▸ Task directions:
Go to the line in the data below that contains "Tag woman in white". Write it out exactly, along with every later line through the last, and nothing else.

▸ Stored data entries:

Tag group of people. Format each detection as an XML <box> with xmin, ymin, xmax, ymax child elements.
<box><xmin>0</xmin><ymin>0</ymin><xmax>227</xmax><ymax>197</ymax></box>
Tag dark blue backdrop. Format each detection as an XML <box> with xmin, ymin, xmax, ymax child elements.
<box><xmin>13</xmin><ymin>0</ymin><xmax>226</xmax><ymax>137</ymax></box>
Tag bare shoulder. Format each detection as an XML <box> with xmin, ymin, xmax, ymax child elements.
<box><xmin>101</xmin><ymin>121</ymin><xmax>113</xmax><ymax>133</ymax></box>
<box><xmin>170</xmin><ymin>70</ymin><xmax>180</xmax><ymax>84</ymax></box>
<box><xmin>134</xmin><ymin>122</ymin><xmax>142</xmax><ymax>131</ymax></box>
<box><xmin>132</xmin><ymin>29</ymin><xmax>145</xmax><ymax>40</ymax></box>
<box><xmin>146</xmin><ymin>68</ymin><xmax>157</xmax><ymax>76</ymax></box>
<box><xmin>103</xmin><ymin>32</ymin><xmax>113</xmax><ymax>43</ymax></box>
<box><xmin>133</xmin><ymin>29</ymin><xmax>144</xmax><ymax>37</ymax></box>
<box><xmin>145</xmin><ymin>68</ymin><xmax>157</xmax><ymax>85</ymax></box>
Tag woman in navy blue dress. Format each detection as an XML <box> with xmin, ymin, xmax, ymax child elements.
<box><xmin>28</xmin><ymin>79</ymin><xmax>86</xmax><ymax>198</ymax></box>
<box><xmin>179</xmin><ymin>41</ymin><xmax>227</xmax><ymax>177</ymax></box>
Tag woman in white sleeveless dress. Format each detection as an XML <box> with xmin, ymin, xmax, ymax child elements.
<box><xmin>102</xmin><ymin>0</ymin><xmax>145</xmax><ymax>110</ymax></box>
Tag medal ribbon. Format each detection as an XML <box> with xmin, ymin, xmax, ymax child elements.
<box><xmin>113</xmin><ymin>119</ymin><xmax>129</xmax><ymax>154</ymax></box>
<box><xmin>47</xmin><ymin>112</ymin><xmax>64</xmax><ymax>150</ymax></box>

▸ Solution for this problem:
Tag woman in white sleeveless dress. Format each detection as an XML <box> with xmin, ymin, xmax, ymax child elements.
<box><xmin>102</xmin><ymin>0</ymin><xmax>145</xmax><ymax>110</ymax></box>
Tag medal ribbon. Format each detection as an XML <box> with xmin, ymin, xmax, ymax child elements.
<box><xmin>113</xmin><ymin>119</ymin><xmax>129</xmax><ymax>154</ymax></box>
<box><xmin>47</xmin><ymin>112</ymin><xmax>64</xmax><ymax>150</ymax></box>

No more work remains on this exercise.